**Data extract**.
* START *

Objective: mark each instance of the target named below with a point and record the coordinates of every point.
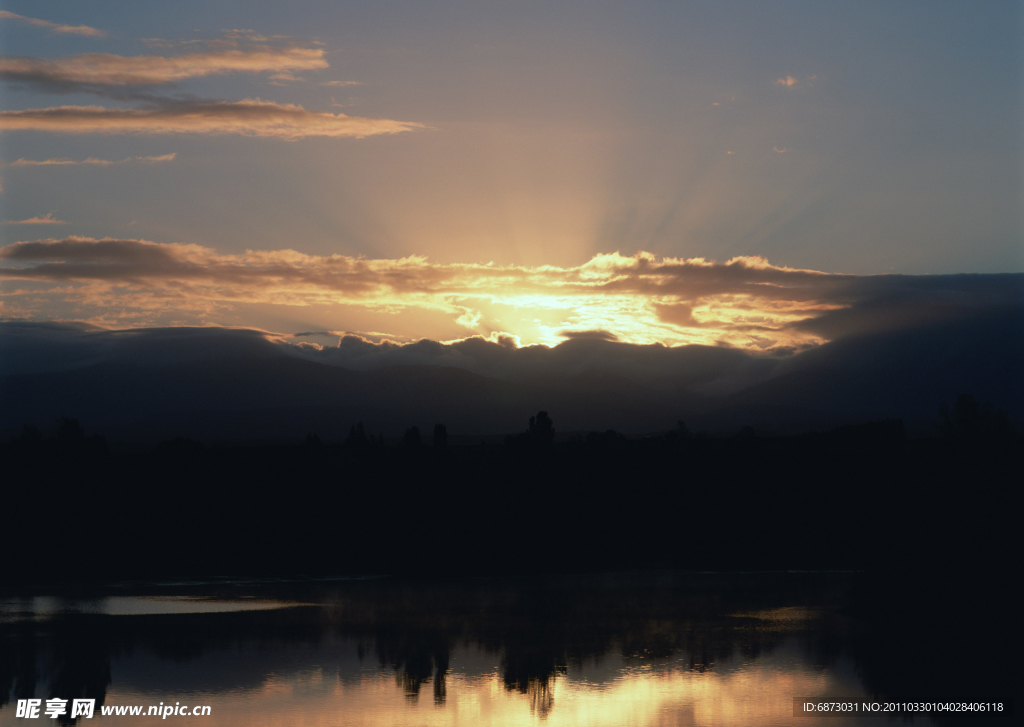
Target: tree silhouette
(411, 439)
(440, 436)
(972, 420)
(356, 436)
(542, 429)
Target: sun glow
(745, 302)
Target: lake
(589, 650)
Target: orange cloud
(110, 70)
(745, 302)
(252, 117)
(53, 27)
(90, 161)
(641, 299)
(48, 218)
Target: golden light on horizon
(640, 299)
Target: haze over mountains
(231, 384)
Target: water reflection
(637, 650)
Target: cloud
(252, 117)
(53, 27)
(745, 302)
(90, 161)
(48, 218)
(93, 70)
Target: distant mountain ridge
(237, 384)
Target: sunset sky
(678, 172)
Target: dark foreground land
(924, 530)
(856, 498)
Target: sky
(660, 172)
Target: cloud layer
(110, 70)
(53, 27)
(745, 302)
(48, 218)
(250, 118)
(91, 161)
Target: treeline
(859, 497)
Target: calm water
(611, 650)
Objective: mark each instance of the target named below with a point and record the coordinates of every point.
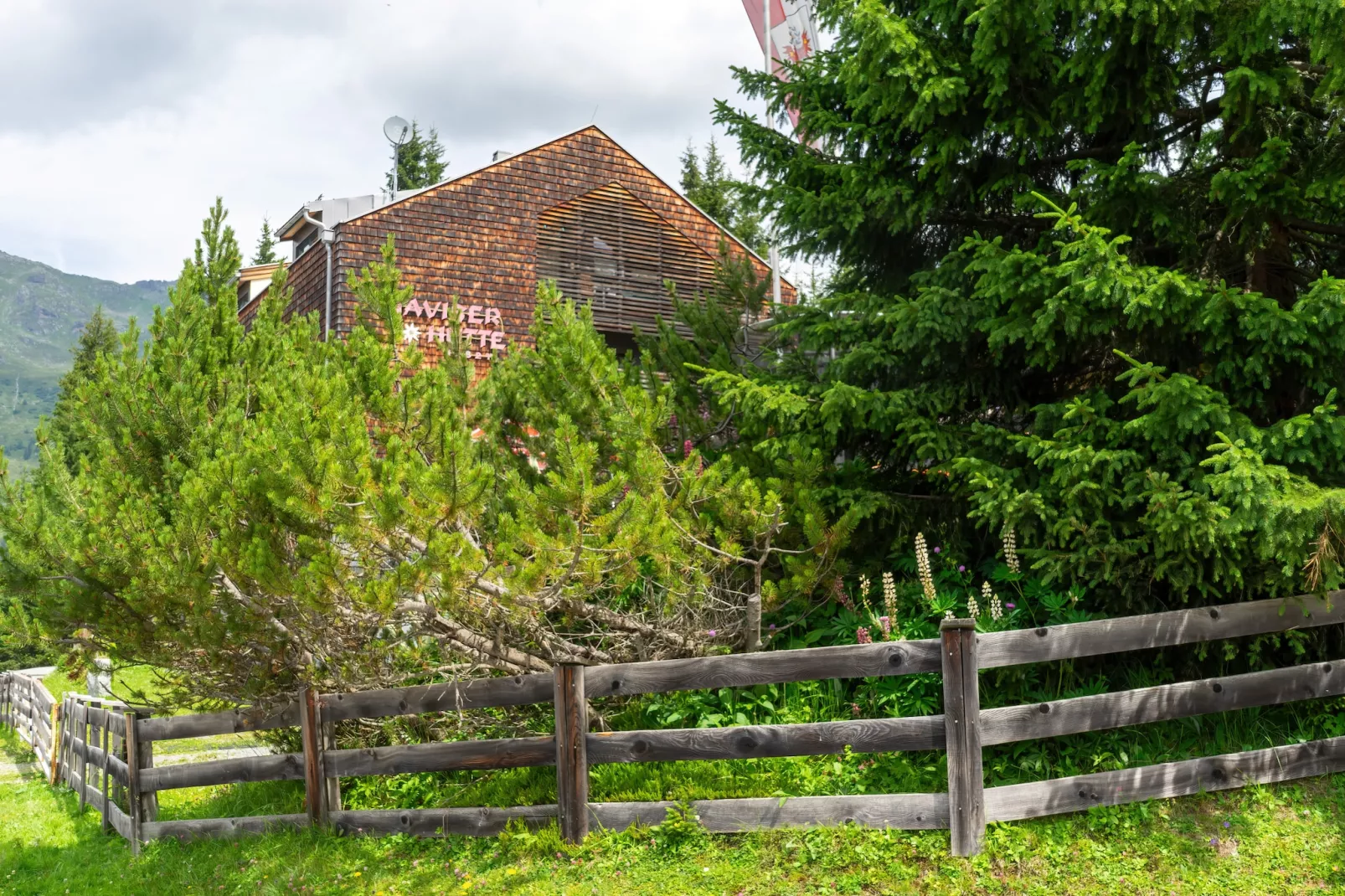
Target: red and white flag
(794, 37)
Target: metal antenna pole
(765, 53)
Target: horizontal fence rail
(104, 749)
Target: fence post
(146, 759)
(33, 713)
(133, 805)
(752, 630)
(962, 725)
(84, 754)
(312, 755)
(570, 752)
(58, 743)
(331, 786)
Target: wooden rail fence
(104, 749)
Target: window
(614, 252)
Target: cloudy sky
(120, 121)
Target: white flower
(923, 567)
(1010, 548)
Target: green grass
(126, 682)
(1270, 840)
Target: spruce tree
(719, 195)
(420, 160)
(1087, 287)
(265, 253)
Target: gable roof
(355, 208)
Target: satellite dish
(395, 130)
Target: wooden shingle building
(579, 210)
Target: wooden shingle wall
(475, 239)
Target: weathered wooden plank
(119, 770)
(570, 752)
(104, 760)
(206, 724)
(1171, 780)
(741, 670)
(331, 796)
(439, 822)
(133, 785)
(312, 755)
(120, 821)
(761, 742)
(404, 759)
(904, 811)
(144, 759)
(962, 727)
(1158, 630)
(1181, 700)
(224, 771)
(42, 698)
(446, 698)
(222, 827)
(93, 798)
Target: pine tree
(1087, 288)
(265, 253)
(420, 160)
(64, 432)
(260, 509)
(217, 259)
(714, 191)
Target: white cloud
(124, 120)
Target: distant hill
(42, 312)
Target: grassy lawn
(1263, 840)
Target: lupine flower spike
(923, 567)
(1010, 540)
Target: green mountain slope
(42, 311)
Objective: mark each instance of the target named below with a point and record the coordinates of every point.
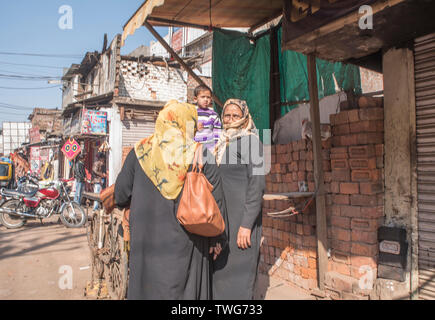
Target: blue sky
(28, 26)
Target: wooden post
(322, 244)
(180, 61)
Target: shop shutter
(425, 104)
(135, 130)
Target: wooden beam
(322, 245)
(180, 61)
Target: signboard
(34, 135)
(94, 122)
(71, 149)
(301, 17)
(35, 161)
(177, 40)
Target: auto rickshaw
(6, 173)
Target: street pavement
(52, 262)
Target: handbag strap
(197, 159)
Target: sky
(29, 28)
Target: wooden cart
(108, 253)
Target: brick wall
(353, 164)
(146, 81)
(289, 246)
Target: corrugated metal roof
(223, 13)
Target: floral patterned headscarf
(243, 127)
(166, 155)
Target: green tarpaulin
(241, 69)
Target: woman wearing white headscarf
(240, 162)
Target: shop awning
(202, 13)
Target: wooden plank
(286, 196)
(180, 61)
(322, 244)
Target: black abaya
(243, 180)
(166, 261)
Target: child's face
(203, 100)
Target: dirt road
(46, 261)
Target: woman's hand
(217, 250)
(244, 238)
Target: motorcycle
(17, 206)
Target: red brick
(364, 224)
(339, 150)
(340, 199)
(364, 236)
(343, 246)
(341, 234)
(340, 257)
(370, 137)
(341, 268)
(347, 140)
(295, 156)
(301, 165)
(341, 118)
(335, 187)
(361, 151)
(363, 249)
(339, 156)
(350, 211)
(309, 165)
(358, 261)
(308, 230)
(353, 115)
(349, 188)
(341, 175)
(326, 165)
(363, 200)
(342, 222)
(370, 188)
(302, 175)
(280, 148)
(340, 130)
(372, 212)
(366, 175)
(299, 229)
(379, 150)
(309, 155)
(371, 114)
(326, 144)
(367, 163)
(309, 241)
(294, 176)
(340, 164)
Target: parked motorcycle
(17, 206)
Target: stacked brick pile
(289, 247)
(356, 200)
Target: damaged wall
(400, 153)
(146, 81)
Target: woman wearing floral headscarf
(239, 157)
(166, 261)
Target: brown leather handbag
(198, 211)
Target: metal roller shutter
(135, 130)
(425, 103)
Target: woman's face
(232, 114)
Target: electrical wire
(40, 55)
(15, 88)
(31, 65)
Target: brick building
(129, 90)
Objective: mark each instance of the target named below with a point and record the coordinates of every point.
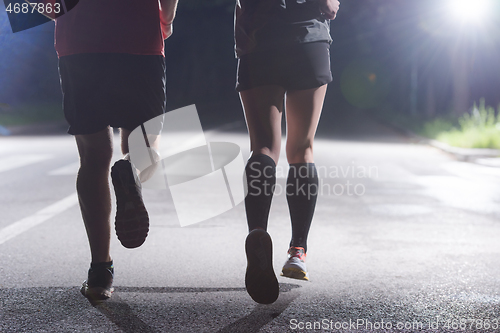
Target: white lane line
(39, 217)
(70, 169)
(17, 161)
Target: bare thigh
(303, 110)
(263, 108)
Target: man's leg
(132, 219)
(95, 203)
(93, 190)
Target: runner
(112, 70)
(284, 64)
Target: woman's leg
(263, 108)
(303, 110)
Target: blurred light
(466, 11)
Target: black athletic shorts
(296, 67)
(111, 89)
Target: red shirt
(110, 26)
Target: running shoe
(132, 220)
(260, 280)
(295, 266)
(99, 284)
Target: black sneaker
(99, 284)
(132, 220)
(260, 280)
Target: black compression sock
(261, 179)
(301, 194)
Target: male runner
(112, 70)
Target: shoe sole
(260, 281)
(96, 294)
(132, 219)
(294, 273)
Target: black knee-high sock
(301, 194)
(261, 179)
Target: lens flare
(467, 11)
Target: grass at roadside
(479, 129)
(30, 113)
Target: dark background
(378, 46)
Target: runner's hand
(166, 29)
(329, 8)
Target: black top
(266, 24)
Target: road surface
(404, 239)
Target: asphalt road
(404, 239)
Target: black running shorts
(296, 67)
(111, 89)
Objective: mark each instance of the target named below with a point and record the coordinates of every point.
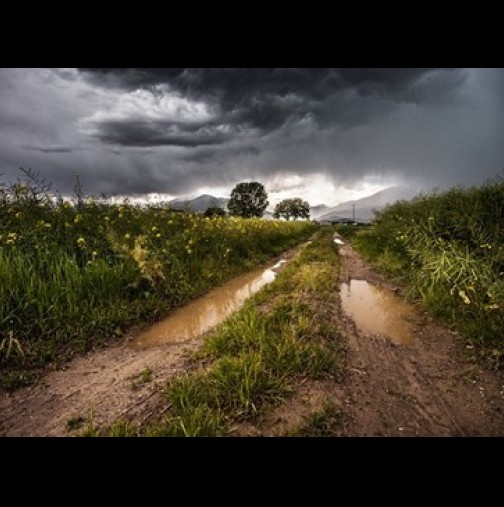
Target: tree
(295, 208)
(215, 211)
(248, 199)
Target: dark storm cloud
(175, 130)
(48, 149)
(145, 134)
(261, 100)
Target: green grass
(448, 249)
(75, 275)
(254, 360)
(326, 422)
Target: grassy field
(255, 359)
(448, 248)
(75, 274)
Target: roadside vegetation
(448, 248)
(75, 273)
(256, 358)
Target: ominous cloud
(176, 130)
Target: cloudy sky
(323, 134)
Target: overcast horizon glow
(325, 135)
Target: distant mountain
(317, 211)
(198, 204)
(365, 207)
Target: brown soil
(428, 388)
(102, 387)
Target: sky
(324, 134)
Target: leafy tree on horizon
(215, 211)
(248, 199)
(292, 208)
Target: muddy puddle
(203, 314)
(377, 311)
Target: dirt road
(424, 388)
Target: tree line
(250, 199)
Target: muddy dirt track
(425, 388)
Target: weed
(326, 422)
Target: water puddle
(204, 313)
(377, 311)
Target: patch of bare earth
(106, 385)
(427, 388)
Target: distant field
(449, 249)
(74, 275)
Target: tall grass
(255, 358)
(449, 249)
(76, 273)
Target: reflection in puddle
(204, 313)
(377, 311)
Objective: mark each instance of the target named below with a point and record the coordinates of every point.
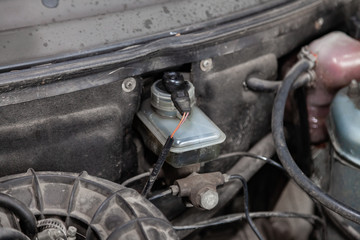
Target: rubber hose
(285, 157)
(262, 85)
(12, 234)
(27, 219)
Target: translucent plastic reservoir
(197, 140)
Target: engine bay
(180, 120)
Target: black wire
(246, 204)
(241, 216)
(160, 195)
(12, 234)
(285, 157)
(157, 167)
(252, 155)
(27, 219)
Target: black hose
(246, 205)
(241, 216)
(12, 234)
(27, 219)
(157, 167)
(285, 157)
(262, 85)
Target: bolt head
(353, 90)
(71, 232)
(206, 65)
(129, 84)
(209, 199)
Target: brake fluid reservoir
(197, 140)
(344, 132)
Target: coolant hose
(27, 219)
(12, 234)
(285, 157)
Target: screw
(206, 65)
(71, 232)
(209, 199)
(353, 90)
(319, 23)
(129, 84)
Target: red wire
(185, 115)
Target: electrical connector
(175, 84)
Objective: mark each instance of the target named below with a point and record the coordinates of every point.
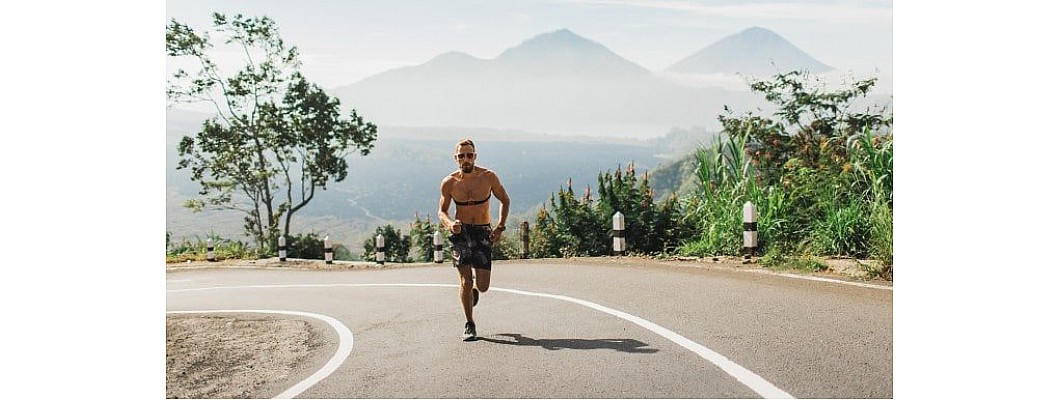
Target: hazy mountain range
(530, 110)
(563, 83)
(755, 51)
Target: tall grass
(820, 211)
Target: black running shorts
(472, 246)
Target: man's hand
(495, 235)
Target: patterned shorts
(472, 247)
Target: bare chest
(471, 189)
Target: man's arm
(498, 191)
(443, 205)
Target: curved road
(571, 329)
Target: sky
(345, 41)
(974, 282)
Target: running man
(471, 187)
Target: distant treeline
(819, 175)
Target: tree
(812, 124)
(277, 137)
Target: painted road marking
(749, 379)
(345, 346)
(830, 280)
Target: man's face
(465, 158)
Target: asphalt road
(573, 329)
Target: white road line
(819, 279)
(749, 379)
(345, 346)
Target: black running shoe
(470, 332)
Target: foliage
(422, 237)
(396, 246)
(819, 176)
(311, 246)
(582, 226)
(196, 250)
(277, 137)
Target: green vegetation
(396, 245)
(196, 250)
(582, 226)
(277, 138)
(819, 175)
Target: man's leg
(482, 279)
(466, 282)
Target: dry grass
(230, 357)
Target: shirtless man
(471, 187)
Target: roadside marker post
(380, 249)
(438, 246)
(329, 254)
(749, 231)
(525, 236)
(282, 247)
(209, 250)
(618, 231)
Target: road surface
(580, 328)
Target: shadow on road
(624, 345)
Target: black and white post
(282, 247)
(381, 255)
(618, 231)
(525, 236)
(749, 231)
(438, 246)
(329, 254)
(209, 250)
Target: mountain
(755, 51)
(558, 82)
(400, 177)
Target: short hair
(465, 142)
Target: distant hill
(755, 51)
(558, 82)
(402, 174)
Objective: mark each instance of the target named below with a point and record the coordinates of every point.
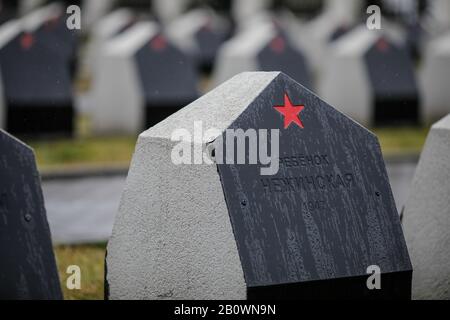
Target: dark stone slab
(37, 87)
(28, 267)
(391, 73)
(311, 230)
(168, 79)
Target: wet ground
(83, 210)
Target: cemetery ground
(91, 153)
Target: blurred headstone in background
(28, 268)
(55, 35)
(167, 11)
(8, 10)
(36, 80)
(200, 33)
(142, 78)
(437, 17)
(243, 11)
(426, 218)
(263, 46)
(436, 78)
(370, 77)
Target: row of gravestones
(223, 230)
(141, 75)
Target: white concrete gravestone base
(159, 208)
(426, 219)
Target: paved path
(83, 210)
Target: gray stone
(426, 219)
(224, 231)
(141, 79)
(370, 77)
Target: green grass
(90, 259)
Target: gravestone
(54, 34)
(168, 10)
(435, 78)
(200, 33)
(262, 47)
(105, 29)
(27, 268)
(370, 77)
(142, 79)
(36, 84)
(315, 35)
(306, 224)
(94, 11)
(8, 10)
(426, 219)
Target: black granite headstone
(312, 229)
(168, 79)
(391, 73)
(37, 86)
(27, 263)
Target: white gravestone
(263, 46)
(370, 76)
(426, 217)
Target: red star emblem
(290, 112)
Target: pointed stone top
(218, 108)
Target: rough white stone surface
(435, 78)
(172, 238)
(239, 54)
(117, 97)
(426, 219)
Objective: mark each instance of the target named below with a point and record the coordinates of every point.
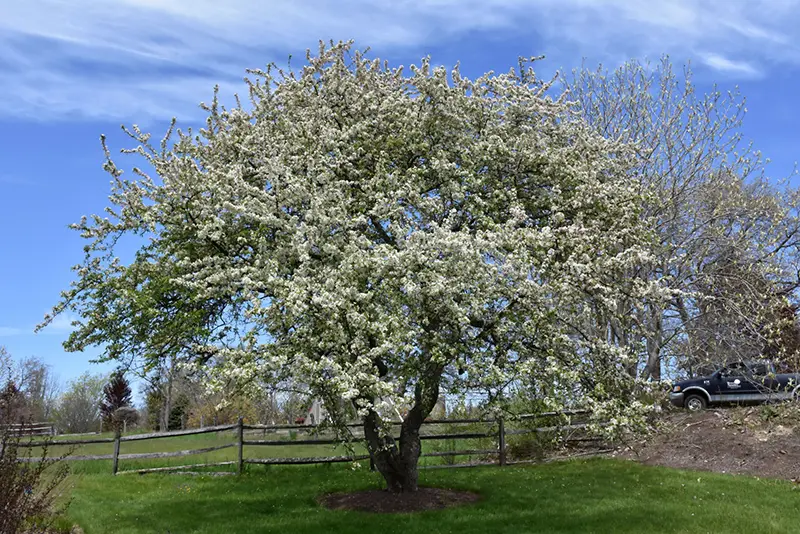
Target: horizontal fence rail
(498, 434)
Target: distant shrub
(27, 493)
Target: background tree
(78, 409)
(379, 238)
(708, 200)
(117, 397)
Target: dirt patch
(383, 502)
(724, 441)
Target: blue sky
(72, 70)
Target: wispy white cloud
(60, 325)
(134, 59)
(723, 64)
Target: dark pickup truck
(739, 382)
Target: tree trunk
(398, 463)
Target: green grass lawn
(579, 496)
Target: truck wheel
(695, 403)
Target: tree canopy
(378, 237)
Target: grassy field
(581, 496)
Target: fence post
(240, 431)
(501, 434)
(115, 463)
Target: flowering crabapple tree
(379, 237)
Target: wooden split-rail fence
(31, 429)
(242, 440)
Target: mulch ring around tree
(383, 502)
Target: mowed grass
(602, 496)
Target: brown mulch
(383, 502)
(723, 441)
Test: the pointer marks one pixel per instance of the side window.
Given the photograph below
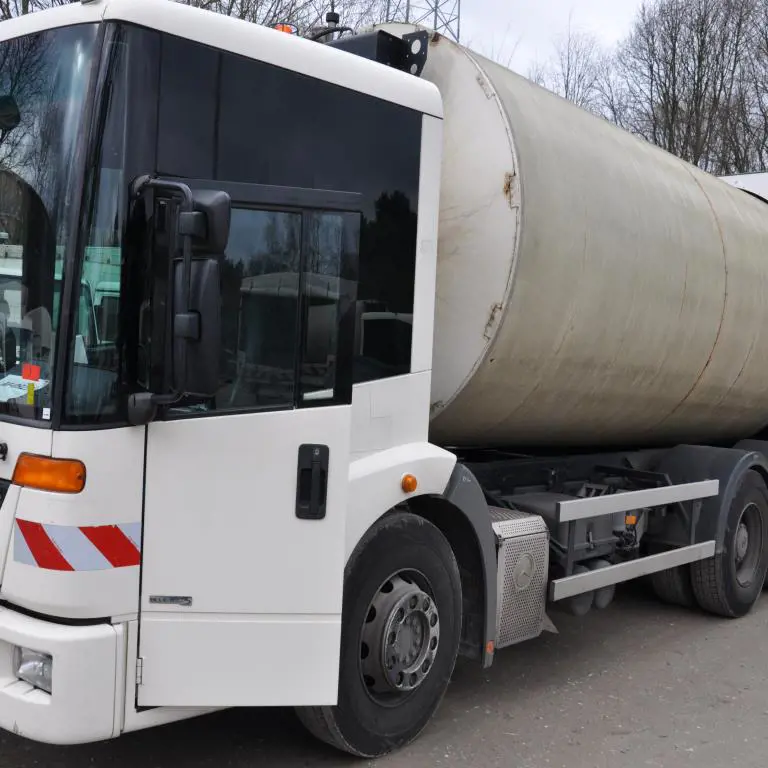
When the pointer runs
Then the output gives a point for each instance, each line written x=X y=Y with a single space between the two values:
x=329 y=290
x=248 y=124
x=260 y=310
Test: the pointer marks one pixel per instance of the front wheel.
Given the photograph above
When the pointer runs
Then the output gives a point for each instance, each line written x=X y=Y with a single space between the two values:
x=401 y=627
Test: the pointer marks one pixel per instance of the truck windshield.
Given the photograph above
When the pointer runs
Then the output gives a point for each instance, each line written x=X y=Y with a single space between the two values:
x=44 y=81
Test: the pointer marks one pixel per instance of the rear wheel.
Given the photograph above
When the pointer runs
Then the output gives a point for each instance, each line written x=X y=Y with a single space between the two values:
x=401 y=627
x=673 y=586
x=730 y=583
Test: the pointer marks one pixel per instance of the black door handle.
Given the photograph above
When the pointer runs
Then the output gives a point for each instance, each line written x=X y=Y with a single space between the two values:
x=312 y=482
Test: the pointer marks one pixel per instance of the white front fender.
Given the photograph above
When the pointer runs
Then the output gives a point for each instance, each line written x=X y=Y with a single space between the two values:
x=375 y=483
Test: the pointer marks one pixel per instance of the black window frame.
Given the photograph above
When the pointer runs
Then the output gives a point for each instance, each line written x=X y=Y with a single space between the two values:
x=303 y=201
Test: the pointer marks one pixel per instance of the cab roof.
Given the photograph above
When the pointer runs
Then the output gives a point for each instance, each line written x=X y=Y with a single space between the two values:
x=253 y=41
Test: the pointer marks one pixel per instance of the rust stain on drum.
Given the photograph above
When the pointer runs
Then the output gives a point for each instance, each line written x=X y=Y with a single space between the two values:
x=495 y=309
x=509 y=179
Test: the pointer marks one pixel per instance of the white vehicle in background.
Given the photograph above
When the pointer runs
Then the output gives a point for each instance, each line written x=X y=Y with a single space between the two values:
x=397 y=354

* END *

**Job**.
Give back the lines of the listing from the one with "Test: the pointer marks one pixel per instance of the rear" through the end, both included, exactly as written and with nothing added.

**Solution to this exercise**.
Test: the pointer marks one pixel per instance of the rear wheel.
Given the photograph above
When the pointer runs
Then the output gives a point for each instance, each line written x=X y=Y with a single space between the two values:
x=401 y=627
x=673 y=586
x=730 y=583
Test: the pointer marks one pixel per instance of the black door handle.
Given the photograph above
When the pointer runs
Then the output gives a point for each instance, each line written x=X y=Y with a single space between the two values:
x=312 y=482
Test: the pointer marks one pixel per instance of the white front fender.
Given the photograph above
When the pointer runs
Then the output gives a point for each instance, each line written x=X y=Y with a single space between the two values:
x=375 y=483
Test: the pointer marks one pixel per instance of the black window frame.
Given the photograph above
When the pointer runs
Then the output gives a point for each instance, each line written x=X y=Y with a single space between the two values:
x=303 y=201
Test: the pointer marks one pixel per instance of the cab roof.
Given the photograph above
When the pointer runs
Then the output gives a point for each instance, each line written x=X y=Y with a single space between the two values:
x=253 y=41
Test: the pointer marks one pixel per instance of the rust stain on drum.
Given the photograph above
When the pointer runs
Then the output gives a point for each instance, each line written x=X y=Y with a single space between the two values:
x=495 y=309
x=509 y=179
Test: the pointer marks one pixel per instance of the white vehicle in background.
Given the photograph above
When the pointer runs
Then the output gives a point for each instance, each line written x=X y=Y with a single space between the two values:
x=397 y=354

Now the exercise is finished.